▸ Task 1
Print the part of the bisphenol A passage from "Earlier research by" up to and including "the wrong times.".
▸ Task 2
Answer these questions from the bisphenol A passage:
(a) How much weaker is BPA's estrogen receptor binding and interaction than that of endogenous hormones?
(b) According to the group's unpublished results, in which tissue is ERR-γ expression highest?
(c) What label was on the BPA used in the saturation binding assay?

▸ Extract to read

Several studies have indicated that bisphenol A (BPA), which is widely used in polycarbonate plastic and epoxy resin manufacturing, can disrupt normal endocrine function. Given that BPA’s estrogen receptor (ER) binding and interaction are 100–1,000 times weaker than those of endogenous hormones, researchers have hypothesized that BPA interacts with nuclear receptors other than ER. A recent study directly assayed BPA’s interaction with estrogen-related receptor-γ (ERR-γ), one of a family of “orphan” nuclear receptors—those for which natural ligands are unknown—and clarified the structural requirements that enable BPA to bind this receptor [EHP 116:32–38; Okada et al.].
Earlier research by the same team demonstrated that BPA strongly binds ERR-γ. The research also showed that BPA preserves ERR-γ’s high constitutive activity. Receptors with constitutive activity trigger molecular events in the absence of a ligand; specific ligands known as inverse agonists can deactivate these receptors.
The authors emphasize the importance of this investigation by noting that ERR-γ is very strongly expressed in the mammalian brain during development and in the brain, lung, and other tissues in adults; unpublished results from this group show the highest expression in the placenta. It is possible that BPA’s binding ERR-γ could affect the receptor’s role by activating transcription at the wrong times.
Using tritium-labeled BPA, the researchers conducted the first saturation binding assay to precisely characterize how strongly BPA binds ERR-γ. They also ran competitive binding assays with BPA analogs and other industrial chemicals, including phenol derivatives, to identify which structural characteristics of the chemicals are critical for binding ERR-γ and maintaining its constitutive activity. They found specific, extremely high binding affinity of BPA for ERR-γ. BPA analogs varied in their ability to bind the receptor, and phenol derivatives were newly discovered to be potential candidates for ERR-γ–mediated endocrine disruption.
These findings raise the immediate question of whether reported BPA-related endocrine disruption might actually be mediated through ERR-γ rather than through ER. Additionally, the researchers stress the need to determine the normal physiologic roles of ERR-γ as well as the ways in which BPA might affect these roles. Given the strong expression of ERR-γ in the fetal brain and placenta, further information is especially urgent with regard to outcomes for newborns.

▸ Records
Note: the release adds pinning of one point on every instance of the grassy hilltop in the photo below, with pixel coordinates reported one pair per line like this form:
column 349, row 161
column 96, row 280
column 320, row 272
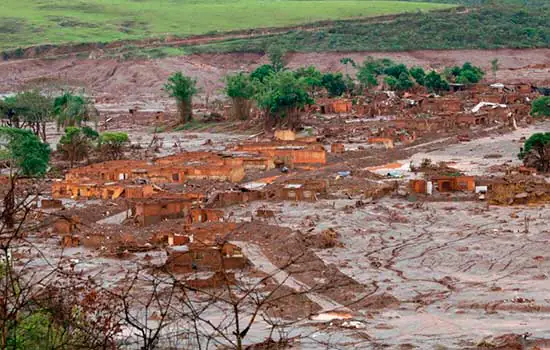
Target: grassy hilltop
column 31, row 22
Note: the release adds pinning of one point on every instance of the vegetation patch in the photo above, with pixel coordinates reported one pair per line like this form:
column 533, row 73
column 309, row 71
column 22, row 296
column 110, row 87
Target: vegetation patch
column 485, row 28
column 158, row 18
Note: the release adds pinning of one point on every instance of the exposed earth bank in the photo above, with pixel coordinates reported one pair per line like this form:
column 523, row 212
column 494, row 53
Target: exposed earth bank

▸ Answer box 1
Earlier research by the same team demonstrated that BPA strongly binds ERR-γ. The research also showed that BPA preserves ERR-γ’s high constitutive activity. Receptors with constitutive activity trigger molecular events in the absence of a ligand; specific ligands known as inverse agonists can deactivate these receptors.
The authors emphasize the importance of this investigation by noting that ERR-γ is very strongly expressed in the mammalian brain during development and in the brain, lung, and other tissues in adults; unpublished results from this group show the highest expression in the placenta. It is possible that BPA’s binding ERR-γ could affect the receptor’s role by activating transcription at the wrong times.

▸ Answer box 2
(a) 100–1,000 times weaker
(b) The placenta
(c) Tritium